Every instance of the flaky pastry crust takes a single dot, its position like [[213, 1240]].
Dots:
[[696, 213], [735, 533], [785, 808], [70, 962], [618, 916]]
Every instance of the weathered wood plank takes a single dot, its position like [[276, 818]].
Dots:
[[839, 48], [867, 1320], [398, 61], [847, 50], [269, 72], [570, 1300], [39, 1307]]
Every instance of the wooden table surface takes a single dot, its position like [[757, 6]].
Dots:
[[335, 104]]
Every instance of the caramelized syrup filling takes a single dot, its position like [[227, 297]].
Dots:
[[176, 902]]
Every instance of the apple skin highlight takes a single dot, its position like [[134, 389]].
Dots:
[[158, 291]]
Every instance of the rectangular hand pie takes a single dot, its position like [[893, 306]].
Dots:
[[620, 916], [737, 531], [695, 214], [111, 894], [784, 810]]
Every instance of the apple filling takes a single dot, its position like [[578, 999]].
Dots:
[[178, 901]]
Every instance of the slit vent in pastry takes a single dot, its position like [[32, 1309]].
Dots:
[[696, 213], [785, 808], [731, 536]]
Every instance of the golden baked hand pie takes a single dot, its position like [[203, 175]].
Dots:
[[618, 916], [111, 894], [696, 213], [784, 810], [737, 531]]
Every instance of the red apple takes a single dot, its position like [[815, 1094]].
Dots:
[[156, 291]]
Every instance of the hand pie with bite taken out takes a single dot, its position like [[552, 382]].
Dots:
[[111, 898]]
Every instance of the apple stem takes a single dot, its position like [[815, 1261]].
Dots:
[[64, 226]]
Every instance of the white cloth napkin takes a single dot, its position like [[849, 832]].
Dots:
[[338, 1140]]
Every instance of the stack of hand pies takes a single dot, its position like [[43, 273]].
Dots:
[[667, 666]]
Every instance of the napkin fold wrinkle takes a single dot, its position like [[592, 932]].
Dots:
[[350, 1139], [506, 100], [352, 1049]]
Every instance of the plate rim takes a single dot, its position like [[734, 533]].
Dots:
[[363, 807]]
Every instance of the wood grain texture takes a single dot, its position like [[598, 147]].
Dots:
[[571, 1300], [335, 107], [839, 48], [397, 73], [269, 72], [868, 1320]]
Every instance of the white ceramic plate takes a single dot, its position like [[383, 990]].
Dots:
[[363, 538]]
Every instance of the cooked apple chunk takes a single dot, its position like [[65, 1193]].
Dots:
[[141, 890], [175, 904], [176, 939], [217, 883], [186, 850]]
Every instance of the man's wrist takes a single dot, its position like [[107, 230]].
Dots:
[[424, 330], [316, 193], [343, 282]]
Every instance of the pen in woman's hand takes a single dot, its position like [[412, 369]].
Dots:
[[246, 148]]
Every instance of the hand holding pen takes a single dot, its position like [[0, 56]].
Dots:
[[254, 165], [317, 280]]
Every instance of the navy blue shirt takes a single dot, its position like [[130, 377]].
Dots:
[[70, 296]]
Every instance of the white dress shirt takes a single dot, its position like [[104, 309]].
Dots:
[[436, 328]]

#####

GOAL OF THE EXERCISE: Rewrite all of the material above, changing each "takes a single dot" to "gets one dot" and leaving every other part as it is.

RESPONSE TO THIS TASK:
Every instance of the flaky pastry crust gets one dot, its position like [[213, 1240]].
Dots:
[[696, 213], [735, 533], [785, 808], [70, 962], [618, 916]]
Every instance of the weathered wood plank gets one dot, its position like [[276, 818]].
Dots:
[[839, 48], [867, 1320], [398, 61], [847, 50], [269, 72], [570, 1300], [39, 1307]]
Every instance of the wooden table surface gets one dot, its position like [[757, 6]].
Dots:
[[335, 104]]
Every instance of the caramelized syrup filling gets one dot, its position like [[227, 297]].
Dots:
[[176, 902]]
Every instance of the apple skin highlight gets one dot, its position like [[134, 389]].
Dots:
[[158, 291]]
Every instance of the rectangular hand pie gets one dot, its position like [[893, 306]].
Dots:
[[620, 916], [737, 531], [695, 214], [111, 894], [784, 810]]
Every instance of the apple filling gets one dot, its position like [[578, 999]].
Dots:
[[178, 901]]
Every instance of the slit vent in pastry gets one dot, its position like [[32, 1309]].
Dots:
[[696, 213], [785, 808], [731, 536]]
Every instance of the golden baked hand pie gets one dot, its position like [[203, 175]].
Dots:
[[618, 916], [111, 894], [696, 213], [784, 810], [737, 531]]
Every instance of the red apple gets one dot, its position like [[815, 1094]].
Dots:
[[156, 291]]
Every instance of the hand pie with bite taken out gets one dot, its position like [[552, 382]].
Dots:
[[111, 898]]
Every instance of the apple stem gets one dot, its position like [[815, 1261]].
Dots:
[[64, 226]]
Every instance of the white cloth napkin gets one dot, its position like [[849, 832]].
Dots:
[[338, 1140]]
Every instance of the stack of hand pies gets one dot, its position like [[43, 273]].
Dots:
[[667, 666]]
Every instance of the napkin fold wrinkle gets one dot, its position like [[592, 932]].
Dots:
[[350, 1139], [506, 100], [352, 1049]]
Every instance of the plate rim gets one dot, its position like [[734, 533]].
Dots:
[[363, 807]]
Every instance of the wood grain texture gets one dot, its position like [[598, 147]].
Dots:
[[571, 1300], [335, 107], [839, 48], [397, 73], [269, 72], [868, 1320]]
Every instance of the white ceramic plate gets one dot, its position like [[383, 990]].
Dots:
[[363, 538]]
Every instance of the cooked apple chunk gets one dot, its position like [[65, 1193]].
Dots:
[[141, 890], [175, 904], [176, 939], [217, 883], [186, 850]]
Every instance of the man's wrist gets one dot, its position like [[107, 230]].
Dots:
[[424, 330], [316, 193], [343, 282]]
Every instance of the pen in woman's hand gets one dot, its position like [[412, 369]].
Dots:
[[246, 148]]
Every instance of the hand holding pen gets one dot, its position like [[0, 56]].
Dots:
[[254, 165], [317, 280]]
Every instance of the navy blue shirt gets one dot, its position like [[130, 377]].
Dots:
[[70, 296]]
Every instance of the white dress shirt gets one dot, its position like [[104, 309]].
Dots:
[[436, 328]]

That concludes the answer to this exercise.